— Supplied passage —
--- Start ---

I’ve been trying (rather unsucesfully) to integrate Wicket and a search data tier via IDataProvider, but have found that they are not compatible.
The current Wicket paging mechanism expects queries for data and total results (count query) to be executed separately.
Fine if using a DAO and a database.
But of course a Lucene search is executed once to locate both results and totals for the paging.
If you’re interested, have a look at the Apache Jira ticket I created:
https://issues.apache.org/jira/browse/WICKET-1784
Don’t think Igor (lead Wicket developer) is convinced that the use of a DTO object for passing search and paging parameters and returning results between Wicket to the data service tier is widely used.
Was wondering if you have a view on this?
Many thanks.
Anirudh Vyas said,
September 14, 2008 at 7:12 pm
One of the guys asked me to cite some sources who believe DTO and Value Objects are different, For details please read P of EAA book by Martin Fowler and refer to Page 487.
The idea of DTO vs Value Object being different is fairly common in J2EE community as per my understanding.
Anirudh Vyas said,
September 14, 2008 at 7:18 pm
Yes; One of our colleagues had a discussion about this at length with Igor (Query for data and count being separate; and their opinion seems to be that as a framework thats what makes sense to them; I dont completely agree).

--- End ---

[Dataset extracts labeled with boxes]
--- Start ---

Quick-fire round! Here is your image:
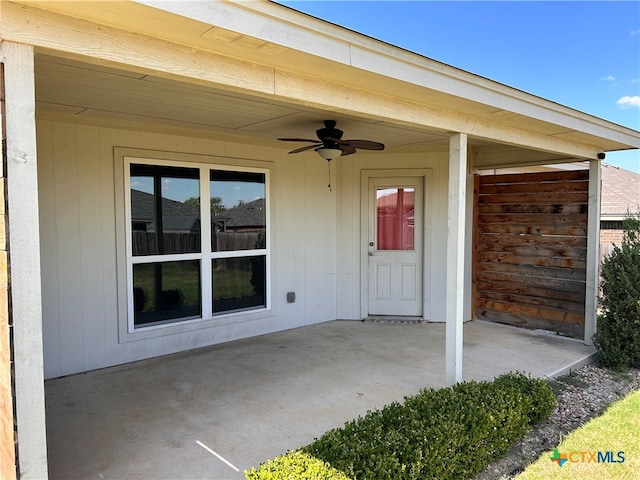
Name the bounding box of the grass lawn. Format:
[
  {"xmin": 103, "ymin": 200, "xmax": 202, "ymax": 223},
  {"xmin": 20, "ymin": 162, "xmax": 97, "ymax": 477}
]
[{"xmin": 516, "ymin": 391, "xmax": 640, "ymax": 480}]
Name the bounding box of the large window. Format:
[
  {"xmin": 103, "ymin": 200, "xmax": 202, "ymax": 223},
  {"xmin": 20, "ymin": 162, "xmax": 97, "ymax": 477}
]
[{"xmin": 127, "ymin": 160, "xmax": 268, "ymax": 331}]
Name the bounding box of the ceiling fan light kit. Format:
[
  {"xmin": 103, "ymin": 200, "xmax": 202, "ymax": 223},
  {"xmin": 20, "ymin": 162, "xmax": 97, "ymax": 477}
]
[
  {"xmin": 316, "ymin": 147, "xmax": 342, "ymax": 162},
  {"xmin": 278, "ymin": 120, "xmax": 384, "ymax": 162}
]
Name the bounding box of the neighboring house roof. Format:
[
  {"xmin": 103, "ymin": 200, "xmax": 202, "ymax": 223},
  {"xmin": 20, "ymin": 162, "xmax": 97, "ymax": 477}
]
[
  {"xmin": 131, "ymin": 189, "xmax": 200, "ymax": 232},
  {"xmin": 600, "ymin": 163, "xmax": 640, "ymax": 220},
  {"xmin": 214, "ymin": 198, "xmax": 266, "ymax": 228}
]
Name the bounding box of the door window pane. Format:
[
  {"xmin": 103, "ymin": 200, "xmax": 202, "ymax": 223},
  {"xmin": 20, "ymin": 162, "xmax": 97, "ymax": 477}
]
[
  {"xmin": 376, "ymin": 187, "xmax": 415, "ymax": 250},
  {"xmin": 210, "ymin": 170, "xmax": 267, "ymax": 252},
  {"xmin": 212, "ymin": 255, "xmax": 267, "ymax": 313},
  {"xmin": 130, "ymin": 164, "xmax": 200, "ymax": 256},
  {"xmin": 133, "ymin": 260, "xmax": 201, "ymax": 325}
]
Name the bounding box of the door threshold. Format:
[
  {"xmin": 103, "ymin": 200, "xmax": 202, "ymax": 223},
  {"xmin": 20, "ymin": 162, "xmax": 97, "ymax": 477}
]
[{"xmin": 362, "ymin": 315, "xmax": 429, "ymax": 325}]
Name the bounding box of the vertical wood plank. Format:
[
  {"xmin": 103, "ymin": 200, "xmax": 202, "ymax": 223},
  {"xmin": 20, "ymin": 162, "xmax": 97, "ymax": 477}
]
[
  {"xmin": 584, "ymin": 160, "xmax": 602, "ymax": 345},
  {"xmin": 0, "ymin": 42, "xmax": 48, "ymax": 480},
  {"xmin": 445, "ymin": 133, "xmax": 467, "ymax": 385},
  {"xmin": 471, "ymin": 174, "xmax": 480, "ymax": 320}
]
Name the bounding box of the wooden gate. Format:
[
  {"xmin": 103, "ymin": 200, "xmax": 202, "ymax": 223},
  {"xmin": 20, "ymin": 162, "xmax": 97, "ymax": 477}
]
[{"xmin": 473, "ymin": 170, "xmax": 589, "ymax": 337}]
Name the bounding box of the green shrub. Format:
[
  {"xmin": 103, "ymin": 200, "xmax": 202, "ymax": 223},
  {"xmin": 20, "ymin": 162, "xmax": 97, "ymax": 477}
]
[
  {"xmin": 302, "ymin": 373, "xmax": 555, "ymax": 480},
  {"xmin": 244, "ymin": 450, "xmax": 350, "ymax": 480},
  {"xmin": 593, "ymin": 213, "xmax": 640, "ymax": 370}
]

--- End ---

— Exercise instructions —
(1) Translate this sentence from the Wicket paging discussion into Spanish: "The current Wicket paging mechanism expects queries for data and total results (count query) to be executed separately."
(2) Extend the Wicket paging discussion from its last sentence onward.

— Set of answers —
(1) El mecanismo de paginación actual de Wicket espera que las consultas de datos y de resultados totales (consulta de recuento) se ejecuten por separado.

(2)
Usage of a DTO in common J2EE environment is a POJO or a Java bean; The difference is only a matter of purist view in my opinion. Its like when i use DTO to represent say an Order and call it OrderDTO and then use the same entity for persistence; the TO’s purpose becomes polluted. A TO should do only what its supposed to do; beyond transfer the tier has to take over. In my opinion actual DB entities should be represented as Models in Java / J2EE environment and then passed around through tiers using a DTO (which would mimic the data of Model or state of the Model or could in fact contain the model itself.)
This in my opinion leads to better Separation of concerns.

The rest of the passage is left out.